— Collected data —
┄┄┄┄┄┄┄┄┄┄
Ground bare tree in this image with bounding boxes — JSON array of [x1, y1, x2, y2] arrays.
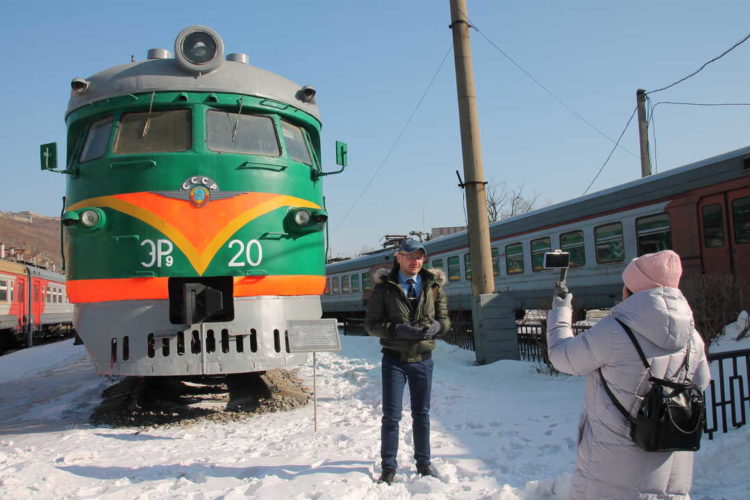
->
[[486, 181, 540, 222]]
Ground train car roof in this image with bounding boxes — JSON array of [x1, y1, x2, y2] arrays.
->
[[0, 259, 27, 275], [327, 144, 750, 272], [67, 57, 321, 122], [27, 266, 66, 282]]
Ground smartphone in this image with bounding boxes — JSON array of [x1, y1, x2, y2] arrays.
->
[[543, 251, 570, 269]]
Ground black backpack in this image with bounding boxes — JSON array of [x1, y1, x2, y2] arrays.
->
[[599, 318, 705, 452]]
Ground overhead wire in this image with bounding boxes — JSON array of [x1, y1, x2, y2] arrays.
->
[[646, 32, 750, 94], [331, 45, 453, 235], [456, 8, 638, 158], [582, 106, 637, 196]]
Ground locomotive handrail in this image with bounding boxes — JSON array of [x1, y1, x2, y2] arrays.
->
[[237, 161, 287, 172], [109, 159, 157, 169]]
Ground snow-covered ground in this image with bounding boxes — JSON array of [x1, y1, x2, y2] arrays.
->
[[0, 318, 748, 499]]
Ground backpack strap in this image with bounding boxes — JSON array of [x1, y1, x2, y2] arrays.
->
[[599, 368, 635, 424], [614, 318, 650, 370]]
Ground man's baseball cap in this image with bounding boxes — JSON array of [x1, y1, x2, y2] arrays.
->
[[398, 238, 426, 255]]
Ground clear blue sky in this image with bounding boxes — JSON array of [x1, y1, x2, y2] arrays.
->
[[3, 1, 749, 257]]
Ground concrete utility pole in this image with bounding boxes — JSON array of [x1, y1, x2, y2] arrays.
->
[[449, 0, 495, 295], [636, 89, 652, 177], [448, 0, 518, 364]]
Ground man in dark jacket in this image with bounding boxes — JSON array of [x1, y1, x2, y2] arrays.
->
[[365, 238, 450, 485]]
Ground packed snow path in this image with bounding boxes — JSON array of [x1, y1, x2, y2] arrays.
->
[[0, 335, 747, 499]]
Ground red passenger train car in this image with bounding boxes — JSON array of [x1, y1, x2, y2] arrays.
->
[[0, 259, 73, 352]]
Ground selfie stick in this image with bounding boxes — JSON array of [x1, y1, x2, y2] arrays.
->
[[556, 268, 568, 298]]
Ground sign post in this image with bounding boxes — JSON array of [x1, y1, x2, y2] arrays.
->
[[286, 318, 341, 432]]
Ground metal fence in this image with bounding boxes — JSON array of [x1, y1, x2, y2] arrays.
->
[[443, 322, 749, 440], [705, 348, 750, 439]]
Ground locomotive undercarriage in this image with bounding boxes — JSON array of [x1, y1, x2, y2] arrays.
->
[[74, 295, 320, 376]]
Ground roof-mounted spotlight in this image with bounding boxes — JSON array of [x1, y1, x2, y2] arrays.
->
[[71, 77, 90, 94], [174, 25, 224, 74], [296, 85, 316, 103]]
┄┄┄┄┄┄┄┄┄┄
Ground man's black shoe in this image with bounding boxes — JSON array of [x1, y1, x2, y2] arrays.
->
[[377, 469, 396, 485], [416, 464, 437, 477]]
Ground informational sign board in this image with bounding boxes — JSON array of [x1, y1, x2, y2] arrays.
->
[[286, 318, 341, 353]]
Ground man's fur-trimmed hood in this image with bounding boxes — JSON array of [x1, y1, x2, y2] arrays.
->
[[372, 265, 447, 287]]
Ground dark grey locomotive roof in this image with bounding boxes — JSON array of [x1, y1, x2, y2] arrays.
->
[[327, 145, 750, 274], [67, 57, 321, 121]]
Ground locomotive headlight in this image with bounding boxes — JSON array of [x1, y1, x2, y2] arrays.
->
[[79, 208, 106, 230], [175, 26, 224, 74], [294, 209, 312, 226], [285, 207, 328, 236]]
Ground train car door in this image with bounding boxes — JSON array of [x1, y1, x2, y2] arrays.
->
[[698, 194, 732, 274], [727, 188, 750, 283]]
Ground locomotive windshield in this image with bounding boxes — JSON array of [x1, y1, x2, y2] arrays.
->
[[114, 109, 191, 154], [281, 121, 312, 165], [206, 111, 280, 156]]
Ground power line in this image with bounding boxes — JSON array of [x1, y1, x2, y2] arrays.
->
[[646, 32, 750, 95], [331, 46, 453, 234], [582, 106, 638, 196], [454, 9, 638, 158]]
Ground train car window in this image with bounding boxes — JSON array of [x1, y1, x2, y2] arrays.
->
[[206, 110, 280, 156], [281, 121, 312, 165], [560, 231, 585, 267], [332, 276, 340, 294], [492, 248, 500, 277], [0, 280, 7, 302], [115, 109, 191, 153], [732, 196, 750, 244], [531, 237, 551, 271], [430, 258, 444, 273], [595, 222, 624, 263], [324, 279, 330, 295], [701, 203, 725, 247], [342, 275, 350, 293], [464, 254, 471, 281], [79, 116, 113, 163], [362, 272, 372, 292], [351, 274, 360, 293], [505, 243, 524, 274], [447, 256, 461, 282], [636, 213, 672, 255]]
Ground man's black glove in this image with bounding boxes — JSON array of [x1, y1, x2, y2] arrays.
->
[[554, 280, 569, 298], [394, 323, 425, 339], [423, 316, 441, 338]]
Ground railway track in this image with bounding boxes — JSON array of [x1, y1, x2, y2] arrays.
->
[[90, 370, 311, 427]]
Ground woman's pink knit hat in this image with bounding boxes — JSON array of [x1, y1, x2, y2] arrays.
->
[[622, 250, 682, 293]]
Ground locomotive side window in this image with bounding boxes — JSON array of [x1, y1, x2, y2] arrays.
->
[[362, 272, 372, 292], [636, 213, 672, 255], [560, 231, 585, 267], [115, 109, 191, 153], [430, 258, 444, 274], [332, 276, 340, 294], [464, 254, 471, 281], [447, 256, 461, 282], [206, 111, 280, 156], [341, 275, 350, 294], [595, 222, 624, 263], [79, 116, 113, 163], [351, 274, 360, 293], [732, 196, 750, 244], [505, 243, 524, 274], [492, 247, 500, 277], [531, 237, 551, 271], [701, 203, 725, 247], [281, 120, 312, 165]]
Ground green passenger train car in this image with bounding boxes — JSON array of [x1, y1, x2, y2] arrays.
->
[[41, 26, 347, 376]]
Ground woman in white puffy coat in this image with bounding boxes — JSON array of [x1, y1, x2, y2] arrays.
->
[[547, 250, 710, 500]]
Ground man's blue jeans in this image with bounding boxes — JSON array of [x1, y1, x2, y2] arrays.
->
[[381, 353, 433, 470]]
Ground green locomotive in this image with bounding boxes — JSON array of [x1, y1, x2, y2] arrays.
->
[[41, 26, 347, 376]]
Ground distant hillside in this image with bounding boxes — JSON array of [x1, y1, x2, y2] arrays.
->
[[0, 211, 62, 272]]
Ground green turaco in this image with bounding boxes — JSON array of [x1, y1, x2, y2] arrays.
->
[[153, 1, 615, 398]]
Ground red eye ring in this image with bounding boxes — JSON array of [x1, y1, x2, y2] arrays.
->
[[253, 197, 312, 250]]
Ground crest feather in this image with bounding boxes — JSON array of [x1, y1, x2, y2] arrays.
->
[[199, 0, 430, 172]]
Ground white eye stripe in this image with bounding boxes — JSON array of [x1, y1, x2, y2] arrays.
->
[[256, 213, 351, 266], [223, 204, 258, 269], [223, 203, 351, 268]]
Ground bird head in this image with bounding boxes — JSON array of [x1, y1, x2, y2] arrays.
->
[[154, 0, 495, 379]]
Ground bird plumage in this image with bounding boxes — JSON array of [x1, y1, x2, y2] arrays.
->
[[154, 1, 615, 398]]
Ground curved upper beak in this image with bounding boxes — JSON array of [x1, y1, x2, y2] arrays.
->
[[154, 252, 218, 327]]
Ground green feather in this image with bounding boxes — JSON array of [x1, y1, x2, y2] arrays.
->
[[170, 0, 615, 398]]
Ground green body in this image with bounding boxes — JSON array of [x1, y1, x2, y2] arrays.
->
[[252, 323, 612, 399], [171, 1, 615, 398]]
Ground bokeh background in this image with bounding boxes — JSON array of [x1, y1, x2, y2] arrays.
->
┄┄┄┄┄┄┄┄┄┄
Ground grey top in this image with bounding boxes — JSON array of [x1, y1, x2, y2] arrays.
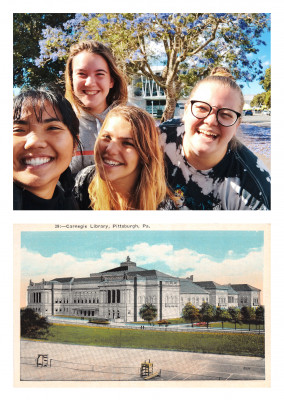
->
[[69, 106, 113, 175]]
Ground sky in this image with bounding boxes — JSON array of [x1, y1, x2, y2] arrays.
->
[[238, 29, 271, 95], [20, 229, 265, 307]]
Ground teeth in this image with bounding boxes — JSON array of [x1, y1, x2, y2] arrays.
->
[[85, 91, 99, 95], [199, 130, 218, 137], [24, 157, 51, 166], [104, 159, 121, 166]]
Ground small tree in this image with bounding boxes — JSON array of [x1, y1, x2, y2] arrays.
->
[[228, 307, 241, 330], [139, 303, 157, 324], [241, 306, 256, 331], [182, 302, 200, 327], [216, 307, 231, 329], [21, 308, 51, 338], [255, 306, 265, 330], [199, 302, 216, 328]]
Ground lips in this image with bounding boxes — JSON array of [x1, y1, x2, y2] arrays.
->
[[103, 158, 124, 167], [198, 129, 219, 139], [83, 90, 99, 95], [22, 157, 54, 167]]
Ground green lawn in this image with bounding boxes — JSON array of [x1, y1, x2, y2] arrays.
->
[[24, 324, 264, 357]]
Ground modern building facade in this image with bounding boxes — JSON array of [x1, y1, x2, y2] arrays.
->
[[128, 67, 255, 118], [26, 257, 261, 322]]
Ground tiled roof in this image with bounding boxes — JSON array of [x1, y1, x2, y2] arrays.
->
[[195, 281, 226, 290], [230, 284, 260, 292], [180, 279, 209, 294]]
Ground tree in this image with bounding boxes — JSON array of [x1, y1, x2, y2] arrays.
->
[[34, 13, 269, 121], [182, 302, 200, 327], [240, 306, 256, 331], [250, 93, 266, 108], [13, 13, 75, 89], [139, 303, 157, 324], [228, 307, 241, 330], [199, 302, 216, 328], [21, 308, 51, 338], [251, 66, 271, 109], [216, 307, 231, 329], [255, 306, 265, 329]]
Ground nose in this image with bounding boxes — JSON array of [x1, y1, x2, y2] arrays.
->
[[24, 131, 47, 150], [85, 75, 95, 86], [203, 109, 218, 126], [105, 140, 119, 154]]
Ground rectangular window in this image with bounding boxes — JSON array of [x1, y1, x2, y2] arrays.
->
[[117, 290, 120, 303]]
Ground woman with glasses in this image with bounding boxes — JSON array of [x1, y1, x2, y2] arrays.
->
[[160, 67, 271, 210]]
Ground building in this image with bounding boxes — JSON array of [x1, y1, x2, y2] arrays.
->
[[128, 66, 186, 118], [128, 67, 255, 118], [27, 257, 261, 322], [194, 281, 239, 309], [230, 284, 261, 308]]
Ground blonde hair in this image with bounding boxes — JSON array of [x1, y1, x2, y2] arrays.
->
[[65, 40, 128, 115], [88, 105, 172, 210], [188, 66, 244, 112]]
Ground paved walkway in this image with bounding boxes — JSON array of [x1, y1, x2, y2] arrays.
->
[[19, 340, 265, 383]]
┄┄┄┄┄┄┄┄┄┄
— YOUR GOAL —
Please print the lines above word for word, starting at the one with "Ground bare tree" and ending at the one with "Ground train car roof", both included, and without any picture.

— SOLUTION —
Ground bare tree in this image with bounding boxes — JSON array of [x1, y1, x2, y2] arrays.
->
[[486, 181, 540, 222]]
Ground train car roof in this image with bounding boxes — JSON array of [x1, y1, x2, y2] arrays.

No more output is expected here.